Spatial localization data:
########################################

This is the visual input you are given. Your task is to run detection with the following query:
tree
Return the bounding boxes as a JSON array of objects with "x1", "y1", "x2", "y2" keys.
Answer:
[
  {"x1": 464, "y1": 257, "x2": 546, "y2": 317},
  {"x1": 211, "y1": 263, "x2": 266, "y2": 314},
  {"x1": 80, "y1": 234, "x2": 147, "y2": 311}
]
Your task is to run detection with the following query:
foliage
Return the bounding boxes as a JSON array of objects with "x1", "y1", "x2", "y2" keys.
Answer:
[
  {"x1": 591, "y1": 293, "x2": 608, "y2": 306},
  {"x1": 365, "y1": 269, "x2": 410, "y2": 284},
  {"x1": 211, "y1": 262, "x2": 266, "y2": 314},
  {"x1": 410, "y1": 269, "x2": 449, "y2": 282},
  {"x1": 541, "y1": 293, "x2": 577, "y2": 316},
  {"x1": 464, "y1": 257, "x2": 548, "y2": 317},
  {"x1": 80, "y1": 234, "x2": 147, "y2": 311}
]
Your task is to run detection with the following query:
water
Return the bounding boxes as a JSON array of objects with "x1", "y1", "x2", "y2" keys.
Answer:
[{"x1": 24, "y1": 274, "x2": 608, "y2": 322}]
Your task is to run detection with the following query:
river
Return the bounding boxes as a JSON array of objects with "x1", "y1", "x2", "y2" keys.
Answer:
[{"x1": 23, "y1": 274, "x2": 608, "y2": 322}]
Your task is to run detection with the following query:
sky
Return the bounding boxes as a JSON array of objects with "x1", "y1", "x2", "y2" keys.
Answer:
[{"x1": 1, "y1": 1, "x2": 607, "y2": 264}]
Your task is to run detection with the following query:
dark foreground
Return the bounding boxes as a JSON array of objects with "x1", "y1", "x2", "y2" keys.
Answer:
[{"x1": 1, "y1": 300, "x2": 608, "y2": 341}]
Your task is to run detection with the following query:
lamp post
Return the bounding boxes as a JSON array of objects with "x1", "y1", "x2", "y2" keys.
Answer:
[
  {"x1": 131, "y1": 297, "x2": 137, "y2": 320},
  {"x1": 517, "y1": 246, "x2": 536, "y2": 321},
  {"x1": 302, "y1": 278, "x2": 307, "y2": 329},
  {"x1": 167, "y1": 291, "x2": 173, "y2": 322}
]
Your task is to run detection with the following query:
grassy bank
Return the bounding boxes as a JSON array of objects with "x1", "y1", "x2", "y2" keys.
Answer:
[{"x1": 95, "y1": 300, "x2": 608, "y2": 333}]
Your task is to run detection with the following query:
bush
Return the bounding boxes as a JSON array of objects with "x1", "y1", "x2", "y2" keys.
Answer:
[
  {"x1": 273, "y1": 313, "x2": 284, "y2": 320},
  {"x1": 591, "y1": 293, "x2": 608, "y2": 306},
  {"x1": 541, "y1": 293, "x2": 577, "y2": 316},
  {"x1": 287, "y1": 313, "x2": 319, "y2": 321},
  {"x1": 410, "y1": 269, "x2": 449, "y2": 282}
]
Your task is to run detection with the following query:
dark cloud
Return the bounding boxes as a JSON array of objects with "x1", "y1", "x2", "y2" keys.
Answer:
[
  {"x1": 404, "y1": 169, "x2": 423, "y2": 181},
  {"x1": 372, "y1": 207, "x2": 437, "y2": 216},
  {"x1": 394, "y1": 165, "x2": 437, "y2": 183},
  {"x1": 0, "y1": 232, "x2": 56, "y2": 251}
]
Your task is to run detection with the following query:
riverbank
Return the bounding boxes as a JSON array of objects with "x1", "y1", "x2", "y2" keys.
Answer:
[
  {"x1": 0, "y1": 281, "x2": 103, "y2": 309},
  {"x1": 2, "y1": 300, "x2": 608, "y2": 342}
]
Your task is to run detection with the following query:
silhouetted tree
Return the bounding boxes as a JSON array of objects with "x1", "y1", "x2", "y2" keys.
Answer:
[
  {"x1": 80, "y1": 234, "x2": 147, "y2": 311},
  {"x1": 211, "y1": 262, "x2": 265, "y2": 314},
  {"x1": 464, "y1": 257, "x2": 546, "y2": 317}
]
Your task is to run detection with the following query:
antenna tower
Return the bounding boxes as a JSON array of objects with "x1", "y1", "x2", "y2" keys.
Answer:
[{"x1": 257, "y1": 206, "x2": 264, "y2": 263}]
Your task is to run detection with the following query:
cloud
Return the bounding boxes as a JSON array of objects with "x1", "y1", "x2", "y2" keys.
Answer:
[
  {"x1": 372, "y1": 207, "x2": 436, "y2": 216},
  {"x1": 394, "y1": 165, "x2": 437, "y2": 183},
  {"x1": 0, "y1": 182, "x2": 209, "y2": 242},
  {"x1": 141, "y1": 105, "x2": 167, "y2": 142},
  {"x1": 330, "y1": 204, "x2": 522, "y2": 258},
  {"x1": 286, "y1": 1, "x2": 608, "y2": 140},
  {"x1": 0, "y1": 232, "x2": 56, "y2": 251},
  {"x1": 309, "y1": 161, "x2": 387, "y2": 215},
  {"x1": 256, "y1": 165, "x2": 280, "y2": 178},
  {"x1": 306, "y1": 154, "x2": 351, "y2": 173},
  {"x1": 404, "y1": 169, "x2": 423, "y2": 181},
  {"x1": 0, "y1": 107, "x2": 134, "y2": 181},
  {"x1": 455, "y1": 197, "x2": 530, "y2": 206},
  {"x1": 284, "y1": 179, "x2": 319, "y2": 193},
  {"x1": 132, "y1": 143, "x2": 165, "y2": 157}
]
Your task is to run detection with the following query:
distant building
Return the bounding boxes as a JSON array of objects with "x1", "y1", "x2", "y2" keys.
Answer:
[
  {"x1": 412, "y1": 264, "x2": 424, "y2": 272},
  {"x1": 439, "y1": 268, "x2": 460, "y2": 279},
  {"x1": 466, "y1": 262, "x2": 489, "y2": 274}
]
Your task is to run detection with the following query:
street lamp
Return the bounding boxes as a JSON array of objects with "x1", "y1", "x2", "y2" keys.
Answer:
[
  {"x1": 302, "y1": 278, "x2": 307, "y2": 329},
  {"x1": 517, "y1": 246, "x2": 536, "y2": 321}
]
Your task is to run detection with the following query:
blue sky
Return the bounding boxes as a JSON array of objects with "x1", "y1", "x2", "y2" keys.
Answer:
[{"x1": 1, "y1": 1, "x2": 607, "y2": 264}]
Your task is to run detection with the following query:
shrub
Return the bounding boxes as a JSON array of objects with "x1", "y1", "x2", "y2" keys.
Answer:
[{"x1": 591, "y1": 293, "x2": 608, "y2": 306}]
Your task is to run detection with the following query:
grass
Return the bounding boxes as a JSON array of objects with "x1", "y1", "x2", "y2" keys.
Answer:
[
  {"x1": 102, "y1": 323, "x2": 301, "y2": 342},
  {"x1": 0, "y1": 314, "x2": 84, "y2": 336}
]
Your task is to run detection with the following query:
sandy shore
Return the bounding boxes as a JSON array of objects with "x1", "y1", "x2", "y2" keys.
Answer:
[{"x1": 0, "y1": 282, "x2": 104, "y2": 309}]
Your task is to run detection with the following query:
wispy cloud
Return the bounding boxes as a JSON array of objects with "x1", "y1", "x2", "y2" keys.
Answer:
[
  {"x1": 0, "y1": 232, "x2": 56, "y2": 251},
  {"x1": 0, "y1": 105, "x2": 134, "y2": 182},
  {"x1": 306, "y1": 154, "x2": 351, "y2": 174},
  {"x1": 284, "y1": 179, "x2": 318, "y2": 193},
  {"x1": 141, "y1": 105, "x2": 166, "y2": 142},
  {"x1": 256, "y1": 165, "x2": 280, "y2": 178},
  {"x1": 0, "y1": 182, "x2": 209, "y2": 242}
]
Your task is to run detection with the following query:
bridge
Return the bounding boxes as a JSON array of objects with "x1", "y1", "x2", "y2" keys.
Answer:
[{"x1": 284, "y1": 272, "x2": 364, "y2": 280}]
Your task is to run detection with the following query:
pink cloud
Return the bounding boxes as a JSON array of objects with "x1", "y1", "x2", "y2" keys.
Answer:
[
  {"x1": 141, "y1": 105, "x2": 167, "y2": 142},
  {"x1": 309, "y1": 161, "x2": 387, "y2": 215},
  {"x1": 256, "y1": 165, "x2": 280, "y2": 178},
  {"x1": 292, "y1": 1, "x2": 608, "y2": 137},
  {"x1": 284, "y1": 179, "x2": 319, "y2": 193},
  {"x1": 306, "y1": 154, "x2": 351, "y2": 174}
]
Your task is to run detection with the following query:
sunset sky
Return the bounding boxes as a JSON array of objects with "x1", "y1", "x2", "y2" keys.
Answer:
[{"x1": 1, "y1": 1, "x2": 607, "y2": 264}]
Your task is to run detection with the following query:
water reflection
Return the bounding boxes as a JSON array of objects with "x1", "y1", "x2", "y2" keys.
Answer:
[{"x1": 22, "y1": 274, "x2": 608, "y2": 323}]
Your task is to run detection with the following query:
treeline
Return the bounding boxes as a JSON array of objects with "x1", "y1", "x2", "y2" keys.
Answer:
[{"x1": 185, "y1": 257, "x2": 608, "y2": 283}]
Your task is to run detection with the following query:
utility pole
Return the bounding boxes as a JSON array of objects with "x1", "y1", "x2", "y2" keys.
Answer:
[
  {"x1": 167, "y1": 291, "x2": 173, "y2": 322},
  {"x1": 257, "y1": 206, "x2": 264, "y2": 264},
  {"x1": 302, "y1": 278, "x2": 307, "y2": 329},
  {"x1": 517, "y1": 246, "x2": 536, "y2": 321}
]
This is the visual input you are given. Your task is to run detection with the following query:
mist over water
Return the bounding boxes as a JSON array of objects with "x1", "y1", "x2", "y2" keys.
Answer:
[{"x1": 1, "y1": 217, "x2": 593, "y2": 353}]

########################################

◆ Assignment: Which lines above contain the word "water"? Copy each one.

◆ Response for this exercise:
water
water reflection
mist over water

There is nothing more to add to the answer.